= Required work =
Starting at the line that contains "subject: red sweatshirt" and ending at the end of the records, write every line out again, requests included, and shift each bounding-box coordinate in the answers by adding -121 to it.

= Data extract =

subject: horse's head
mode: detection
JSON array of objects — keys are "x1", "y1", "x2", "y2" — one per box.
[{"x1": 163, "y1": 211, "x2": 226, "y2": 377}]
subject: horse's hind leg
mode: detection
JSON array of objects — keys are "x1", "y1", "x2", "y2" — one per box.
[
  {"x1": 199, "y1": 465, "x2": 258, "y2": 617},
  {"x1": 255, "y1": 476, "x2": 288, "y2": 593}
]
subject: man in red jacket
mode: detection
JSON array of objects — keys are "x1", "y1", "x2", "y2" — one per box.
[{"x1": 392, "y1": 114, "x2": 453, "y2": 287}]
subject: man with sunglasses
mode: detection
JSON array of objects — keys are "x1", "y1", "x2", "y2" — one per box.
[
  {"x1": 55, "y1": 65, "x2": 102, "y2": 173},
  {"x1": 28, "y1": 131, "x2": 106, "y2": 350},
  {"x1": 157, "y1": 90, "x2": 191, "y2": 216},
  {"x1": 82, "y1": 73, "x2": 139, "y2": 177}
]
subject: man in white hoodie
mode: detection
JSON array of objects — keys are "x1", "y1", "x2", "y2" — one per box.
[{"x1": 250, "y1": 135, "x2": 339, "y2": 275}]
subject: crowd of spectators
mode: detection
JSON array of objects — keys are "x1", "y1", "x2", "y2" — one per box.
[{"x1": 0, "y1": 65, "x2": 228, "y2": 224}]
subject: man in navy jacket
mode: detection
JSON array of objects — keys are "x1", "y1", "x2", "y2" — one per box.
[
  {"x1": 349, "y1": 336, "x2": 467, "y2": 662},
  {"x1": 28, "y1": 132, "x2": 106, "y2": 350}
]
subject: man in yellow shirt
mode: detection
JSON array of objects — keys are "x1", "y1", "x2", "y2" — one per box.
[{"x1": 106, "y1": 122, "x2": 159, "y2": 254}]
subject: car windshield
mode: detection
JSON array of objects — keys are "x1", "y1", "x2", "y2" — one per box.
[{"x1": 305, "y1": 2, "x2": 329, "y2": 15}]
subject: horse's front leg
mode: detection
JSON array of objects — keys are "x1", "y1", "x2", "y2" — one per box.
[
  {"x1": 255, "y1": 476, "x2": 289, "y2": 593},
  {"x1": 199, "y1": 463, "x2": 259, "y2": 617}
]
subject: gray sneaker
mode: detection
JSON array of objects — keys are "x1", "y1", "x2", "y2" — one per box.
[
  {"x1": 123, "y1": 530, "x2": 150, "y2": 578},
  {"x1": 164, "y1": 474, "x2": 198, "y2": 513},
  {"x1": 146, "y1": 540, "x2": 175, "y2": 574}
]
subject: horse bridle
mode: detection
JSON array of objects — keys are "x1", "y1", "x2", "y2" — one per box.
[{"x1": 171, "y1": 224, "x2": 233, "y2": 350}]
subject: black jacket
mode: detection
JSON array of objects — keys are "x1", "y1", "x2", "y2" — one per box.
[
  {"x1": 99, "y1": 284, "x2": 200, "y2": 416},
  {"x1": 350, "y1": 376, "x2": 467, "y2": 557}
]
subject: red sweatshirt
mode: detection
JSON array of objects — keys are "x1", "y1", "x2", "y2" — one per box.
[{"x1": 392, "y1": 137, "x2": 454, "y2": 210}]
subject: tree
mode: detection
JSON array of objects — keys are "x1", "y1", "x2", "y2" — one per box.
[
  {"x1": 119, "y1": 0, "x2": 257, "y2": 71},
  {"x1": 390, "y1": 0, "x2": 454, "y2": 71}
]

= Exercise solution =
subject: red sweatshirt
mode: detection
JSON array of objects — keys are "x1", "y1", "x2", "y2" — one per box.
[{"x1": 271, "y1": 16, "x2": 333, "y2": 89}]
subject: tree
mode: detection
JSON array of objects — keys are "x1", "y1", "x2", "y2" — one per box.
[
  {"x1": -2, "y1": -121, "x2": 136, "y2": -50},
  {"x1": 269, "y1": -121, "x2": 333, "y2": -50}
]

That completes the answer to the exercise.